-- begin Data extract --

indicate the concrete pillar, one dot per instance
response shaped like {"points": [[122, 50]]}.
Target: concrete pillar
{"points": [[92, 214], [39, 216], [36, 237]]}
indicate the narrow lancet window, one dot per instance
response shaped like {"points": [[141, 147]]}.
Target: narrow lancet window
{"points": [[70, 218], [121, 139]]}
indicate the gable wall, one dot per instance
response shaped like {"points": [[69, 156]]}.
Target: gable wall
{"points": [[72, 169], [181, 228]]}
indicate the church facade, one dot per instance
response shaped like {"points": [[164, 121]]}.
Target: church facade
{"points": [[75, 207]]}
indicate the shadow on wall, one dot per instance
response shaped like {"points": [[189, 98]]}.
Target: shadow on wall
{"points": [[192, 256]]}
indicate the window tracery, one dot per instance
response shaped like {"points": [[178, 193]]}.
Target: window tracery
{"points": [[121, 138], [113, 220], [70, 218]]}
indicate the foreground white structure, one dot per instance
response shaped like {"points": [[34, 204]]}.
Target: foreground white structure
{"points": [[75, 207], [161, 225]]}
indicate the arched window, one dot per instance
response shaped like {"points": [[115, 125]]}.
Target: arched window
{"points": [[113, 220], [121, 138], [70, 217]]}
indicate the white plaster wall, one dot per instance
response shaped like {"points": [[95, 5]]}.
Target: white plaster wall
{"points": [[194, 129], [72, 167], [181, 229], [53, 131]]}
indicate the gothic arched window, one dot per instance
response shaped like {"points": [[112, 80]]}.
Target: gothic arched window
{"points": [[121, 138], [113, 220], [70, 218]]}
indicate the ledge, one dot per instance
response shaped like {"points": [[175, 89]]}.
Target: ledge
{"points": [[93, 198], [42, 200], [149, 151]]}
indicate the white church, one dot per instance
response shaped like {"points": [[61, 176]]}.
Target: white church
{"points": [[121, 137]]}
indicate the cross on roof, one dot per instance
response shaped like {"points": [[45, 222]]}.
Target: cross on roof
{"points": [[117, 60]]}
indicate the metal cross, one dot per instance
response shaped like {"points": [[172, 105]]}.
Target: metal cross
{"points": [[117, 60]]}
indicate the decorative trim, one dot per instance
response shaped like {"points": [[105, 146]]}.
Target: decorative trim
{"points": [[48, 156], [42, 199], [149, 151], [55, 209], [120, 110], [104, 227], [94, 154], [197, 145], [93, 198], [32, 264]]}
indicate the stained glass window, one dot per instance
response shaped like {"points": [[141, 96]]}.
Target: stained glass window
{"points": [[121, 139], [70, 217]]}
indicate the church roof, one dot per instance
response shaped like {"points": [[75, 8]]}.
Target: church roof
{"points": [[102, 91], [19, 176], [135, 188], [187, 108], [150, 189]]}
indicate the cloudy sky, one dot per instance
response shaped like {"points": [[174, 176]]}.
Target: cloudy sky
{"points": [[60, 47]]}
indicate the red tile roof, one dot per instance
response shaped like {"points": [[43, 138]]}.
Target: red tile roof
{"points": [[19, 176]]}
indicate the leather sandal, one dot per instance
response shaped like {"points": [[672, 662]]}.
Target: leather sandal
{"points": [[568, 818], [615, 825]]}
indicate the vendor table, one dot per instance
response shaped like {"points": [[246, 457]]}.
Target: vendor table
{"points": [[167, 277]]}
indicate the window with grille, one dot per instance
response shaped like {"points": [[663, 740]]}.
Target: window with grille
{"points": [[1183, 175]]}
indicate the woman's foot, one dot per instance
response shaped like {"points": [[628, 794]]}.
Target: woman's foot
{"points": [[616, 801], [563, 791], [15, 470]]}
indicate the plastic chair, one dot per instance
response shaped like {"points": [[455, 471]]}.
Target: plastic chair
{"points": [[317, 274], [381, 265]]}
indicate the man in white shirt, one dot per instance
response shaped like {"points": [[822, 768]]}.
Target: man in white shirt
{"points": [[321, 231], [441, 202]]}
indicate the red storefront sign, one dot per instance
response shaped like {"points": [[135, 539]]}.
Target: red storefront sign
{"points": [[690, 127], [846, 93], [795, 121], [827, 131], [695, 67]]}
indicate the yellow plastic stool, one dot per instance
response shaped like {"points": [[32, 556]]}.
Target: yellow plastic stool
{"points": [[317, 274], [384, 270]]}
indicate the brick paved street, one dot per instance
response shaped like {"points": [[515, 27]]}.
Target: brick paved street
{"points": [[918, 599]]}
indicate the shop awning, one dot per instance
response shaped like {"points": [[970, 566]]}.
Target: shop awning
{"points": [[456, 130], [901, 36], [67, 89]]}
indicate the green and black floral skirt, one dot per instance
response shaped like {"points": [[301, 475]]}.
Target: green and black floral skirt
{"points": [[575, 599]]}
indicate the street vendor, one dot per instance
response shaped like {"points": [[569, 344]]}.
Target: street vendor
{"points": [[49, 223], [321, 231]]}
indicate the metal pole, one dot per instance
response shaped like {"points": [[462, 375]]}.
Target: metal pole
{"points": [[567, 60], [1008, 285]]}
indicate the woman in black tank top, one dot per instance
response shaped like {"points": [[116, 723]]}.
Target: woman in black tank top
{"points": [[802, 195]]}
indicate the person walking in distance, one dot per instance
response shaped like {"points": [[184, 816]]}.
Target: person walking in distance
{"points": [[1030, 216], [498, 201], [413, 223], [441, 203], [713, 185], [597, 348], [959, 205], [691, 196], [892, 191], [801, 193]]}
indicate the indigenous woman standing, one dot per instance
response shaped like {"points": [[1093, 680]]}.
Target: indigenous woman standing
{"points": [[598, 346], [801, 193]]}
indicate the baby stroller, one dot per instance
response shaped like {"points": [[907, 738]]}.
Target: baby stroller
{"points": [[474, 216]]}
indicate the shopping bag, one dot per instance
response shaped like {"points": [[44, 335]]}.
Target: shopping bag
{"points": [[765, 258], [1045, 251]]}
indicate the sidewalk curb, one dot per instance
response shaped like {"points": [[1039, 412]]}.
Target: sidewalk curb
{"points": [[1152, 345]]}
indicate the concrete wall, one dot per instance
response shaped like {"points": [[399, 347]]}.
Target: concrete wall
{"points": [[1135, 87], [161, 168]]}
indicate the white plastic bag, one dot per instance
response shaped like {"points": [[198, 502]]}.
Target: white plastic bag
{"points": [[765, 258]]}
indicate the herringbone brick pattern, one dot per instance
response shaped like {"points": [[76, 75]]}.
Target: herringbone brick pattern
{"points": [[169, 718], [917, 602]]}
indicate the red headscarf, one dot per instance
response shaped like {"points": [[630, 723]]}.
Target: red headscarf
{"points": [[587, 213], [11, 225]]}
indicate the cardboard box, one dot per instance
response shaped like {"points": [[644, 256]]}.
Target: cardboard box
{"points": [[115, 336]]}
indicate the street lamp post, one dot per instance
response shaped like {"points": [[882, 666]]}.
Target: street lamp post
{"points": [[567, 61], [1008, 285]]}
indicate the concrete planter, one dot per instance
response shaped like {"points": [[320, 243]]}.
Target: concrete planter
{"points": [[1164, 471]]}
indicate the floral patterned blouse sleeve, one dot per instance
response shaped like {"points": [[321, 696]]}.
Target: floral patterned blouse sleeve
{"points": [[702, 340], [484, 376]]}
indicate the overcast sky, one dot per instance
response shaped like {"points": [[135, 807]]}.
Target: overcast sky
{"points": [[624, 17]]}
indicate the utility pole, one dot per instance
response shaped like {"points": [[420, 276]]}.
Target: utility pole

-- end Data extract --

What you are asked to do. Return unchanged the lines from the one containing "indicate the overcast" through the end of the entries, with both ends included.

Solution below.
indicate the overcast sky, one dot per instance
response shaped like {"points": [[135, 807]]}.
Target: overcast sky
{"points": [[624, 17]]}
indicate the utility pole, one dot per instance
response shaped like {"points": [[420, 276]]}.
Target: utility pole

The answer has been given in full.